---------- Provided passage

Counting video frames and audio samples on GstBuffer
Duzy Chan
geek at duzy.info
Sun Feb 24 00:26:12 PST 2013
On Thu, Feb 21, 2013 at 1:21 AM, Ralph <ralph.gucwa at racelogic.co.uk> wrote:
> Have you considered using QoS messages on the pipeline bus?
>
> http://cgit.freedesktop.org/gstreamer/gstreamer/tree/docs/design/part-qos.txt
QoS is using QOS upstream event to tell the status at the sync point. I'm
looking forward a more advanced method, which will enable me to inspect
into the pipeline status at a specific time. For example, at time 12345678,
what's the states of the pipeline before an encoding element, after an
mixing element, etc. Thus I'm going to be able to build a visualized graphs
to show the running pipeline's performance, and some thing else to help to
analyze the system (depending on what kind of variable can we know from the
system).

--------------------

Required tasks |
**A.** Reproduce the rows with "flower bud" switched to "leaf bud" everywhere it occurs, changing nothing else.
**B.** Proceed with the mailing-list reply about inspecting GStreamer pipeline status, starting after its final sentence.
The message above has no connection to the rows that follow it.

---------- Data shown

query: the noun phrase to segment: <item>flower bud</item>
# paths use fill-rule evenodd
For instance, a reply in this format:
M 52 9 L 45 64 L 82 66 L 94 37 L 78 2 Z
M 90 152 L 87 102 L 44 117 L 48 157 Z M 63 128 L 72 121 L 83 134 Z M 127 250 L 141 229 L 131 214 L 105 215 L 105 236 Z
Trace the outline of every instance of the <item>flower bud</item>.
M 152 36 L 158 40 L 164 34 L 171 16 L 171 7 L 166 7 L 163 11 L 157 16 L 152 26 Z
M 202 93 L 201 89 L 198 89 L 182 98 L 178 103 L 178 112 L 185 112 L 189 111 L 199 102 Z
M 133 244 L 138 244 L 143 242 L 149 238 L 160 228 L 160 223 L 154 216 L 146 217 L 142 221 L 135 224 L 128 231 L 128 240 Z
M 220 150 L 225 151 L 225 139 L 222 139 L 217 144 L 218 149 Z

--------------------

Expected responses |
**A.**
query: the noun phrase to segment: <item>leaf bud</item>
# paths use fill-rule evenodd
For instance, a reply in this format:
M 52 9 L 45 64 L 82 66 L 94 37 L 78 2 Z
M 90 152 L 87 102 L 44 117 L 48 157 Z M 63 128 L 72 121 L 83 134 Z M 127 250 L 141 229 L 131 214 L 105 215 L 105 236 Z
Trace the outline of every instance of the <item>leaf bud</item>.
M 152 36 L 158 40 L 164 34 L 171 16 L 171 7 L 166 7 L 163 11 L 157 16 L 152 26 Z
M 202 93 L 201 89 L 198 89 L 182 98 L 178 103 L 178 112 L 185 112 L 189 111 L 199 102 Z
M 133 244 L 138 244 L 143 242 L 149 238 L 160 228 L 160 223 L 154 216 L 146 217 L 142 221 L 135 224 L 128 231 L 128 240 Z
M 220 150 L 225 151 L 225 139 L 222 139 L 217 144 L 218 149 Z

**B.**
In order to archive this goal. I'm making a special element which I named
"assess" to help to inspect the pipelines real time. The aim of the
*assess*element is to inspect into pipelines (many pipelines) and
collect
*interesting information* about the pipeline. By using these collected
information, we're going to be able to build such a real time analyze graph.
For an example of the *assess* element, here we have:
videotestsrc ! *assess* name=source ! XXXenc ! *assess* name=encoded !
.... ! *assess* name=assessX ! ...
! *assess* name=assessY ! .... ! *assess* name=sink ! fakesink
For this goal, I have no idea how QoS could achieve this.
And now I'm have the assess element working well. But I'm now have some
difficulties on deciding which is the *interesting information*, and how to
get those *interesting information*. And by now, the most significant
things to know would be like:
- number of frames dropped at each *assess point*
- time spent from one point to any downstream point of a specific frame.
I sincerely hope that some gurus could give me some tips on this. I'm now
using variables like
- *ats*: (*assess time stamp*) a custom timestamp based on a global
system clock for all *assess point*s
- *pts*: presentation time stamp
- *dts*: decode time stamp
- *duration*: presentation time duration
- *time*: total presentation time (sums all duration)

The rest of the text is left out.